Fluorescent lamps; flat-panel displays; sterilisation devices for medical tools – what’s common among these items? They all have plasma in them! Plasma is the fourth state of matter; the others being solid, liquid, and gas. It is formed when a gas is heated to extremely high temperatures.
Recently, I visited the Institute for Plasma Research (IPR), located on the banks of the Sabarmati river, and conveniently placed between the cities of Ahmedabad and Gandhinagar in Gujarat. IPR is an autonomous institute under the Department of Atomic Energy (DAE) since 1995. Several research areas are being pursued at the IPR including large ultra high vacuum systems, laser induced florescence, nuclear detection techniques, and high-voltage and high-current pulsed power systems, to name a few.
The IPR, one of the partners in the international ITER project, is currently building a steady state superconducting tokamak (SST-1). India is a partner country to this international effort and will be contributing roughly 10 % of the construction cost, mostly in kind. I met with Prof. Dhiraj Bora (Director) and Prof. R. Jha (Dean), who informed me that the IPR interacted with several labs in the European Union including the Culham Centre for Fusion Energy (CCFE) in Abingdon, UK, through the European Fusion Development Agreement (EFDA). Also, the IPR is contributing hardware and software as well as designing one of the component prototypes for the current largest fusion experiment in the world – the Joint European Torus (JET) located near Oxford, UK. ITER will be a scaled-up version of JET, and completed in 2019.

### Apply what you read
**A.** Write down the part of the plasma research passage starting at "Recently, I visited" and ending at "name a few.", keeping every word as it is.
**B.** Answer these questions using the plasma research passage:
(i) Besides plasma, what are the other three states of matter?
(ii) Since what year has the IPR been an autonomous institute under the Department of Atomic Energy?
(iii) Roughly what share of the ITER construction cost will India contribute?
**C.** Carry on the plasma research passage, starting right after its last sentence.

### Records supplied
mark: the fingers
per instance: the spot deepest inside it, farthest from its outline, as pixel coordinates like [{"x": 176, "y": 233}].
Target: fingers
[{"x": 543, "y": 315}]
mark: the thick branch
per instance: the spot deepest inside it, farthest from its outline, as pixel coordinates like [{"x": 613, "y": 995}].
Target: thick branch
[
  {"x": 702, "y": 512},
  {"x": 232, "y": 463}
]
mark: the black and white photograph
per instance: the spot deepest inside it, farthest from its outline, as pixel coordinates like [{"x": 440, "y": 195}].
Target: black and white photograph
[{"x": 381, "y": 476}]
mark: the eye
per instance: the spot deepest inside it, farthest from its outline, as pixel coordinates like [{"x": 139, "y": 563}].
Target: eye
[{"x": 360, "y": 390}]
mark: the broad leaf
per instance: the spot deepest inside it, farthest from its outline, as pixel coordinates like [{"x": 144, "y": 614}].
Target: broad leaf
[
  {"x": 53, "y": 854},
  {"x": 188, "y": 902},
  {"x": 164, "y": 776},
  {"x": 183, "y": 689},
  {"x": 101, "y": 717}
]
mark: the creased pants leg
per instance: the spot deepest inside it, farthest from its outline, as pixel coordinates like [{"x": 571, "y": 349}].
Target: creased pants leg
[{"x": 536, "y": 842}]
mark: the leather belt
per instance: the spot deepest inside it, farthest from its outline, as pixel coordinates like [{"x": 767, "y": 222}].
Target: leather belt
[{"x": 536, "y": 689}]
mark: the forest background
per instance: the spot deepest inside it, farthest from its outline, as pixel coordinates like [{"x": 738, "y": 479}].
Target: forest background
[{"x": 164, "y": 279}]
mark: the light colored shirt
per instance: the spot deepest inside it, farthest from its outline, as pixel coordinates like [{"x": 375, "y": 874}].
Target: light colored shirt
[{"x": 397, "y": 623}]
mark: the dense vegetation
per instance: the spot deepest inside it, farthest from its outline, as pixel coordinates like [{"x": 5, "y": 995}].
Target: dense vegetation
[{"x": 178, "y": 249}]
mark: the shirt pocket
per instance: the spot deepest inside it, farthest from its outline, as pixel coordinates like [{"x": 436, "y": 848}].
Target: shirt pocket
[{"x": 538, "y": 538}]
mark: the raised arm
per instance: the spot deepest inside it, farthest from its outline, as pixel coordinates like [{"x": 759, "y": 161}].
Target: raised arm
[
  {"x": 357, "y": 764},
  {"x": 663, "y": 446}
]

### Responses by item number
**A.**
Recently, I visited the Institute for Plasma Research (IPR), located on the banks of the Sabarmati river, and conveniently placed between the cities of Ahmedabad and Gandhinagar in Gujarat. IPR is an autonomous institute under the Department of Atomic Energy (DAE) since 1995. Several research areas are being pursued at the IPR including large ultra high vacuum systems, laser induced florescence, nuclear detection techniques, and high-voltage and high-current pulsed power systems, to name a few.

**B.**
(i) Solid, liquid, and gas.
(ii) 1995.
(iii) Roughly 10%, mostly in kind.

**C.**
Several UK companies are involved in the construction of the ITER fusion project in France; in fact, the UK industry ranks third in the number of ITER contracts awarded. The Culham Centre for Fusion Energy is currently playing a major role in the measurement of the temperature and density of the plasma, Ion Cyclotron Resonance, and Neutral Beam heating systems.
The Facilitation Centre for Industrial Plasma Technologies (FCIPT) at the IPR facilitates the commercialisation of plasma processing technologies from the laboratory to the marketplace. The ongoing projects at the FCIPT have applications in textiles, biomedical waste disposal, space rockets, and energy recovery. The surface characterization laboratory at the FCIPT houses equipment such as scanning electron microscope and x-ray diffraction apparatus. The multi-disciplinary team of scientists and engineers at the FCIPT has expertise in plasma physics, plasma chemistry, metallurgy, material sciences, power electronics and instrumentation.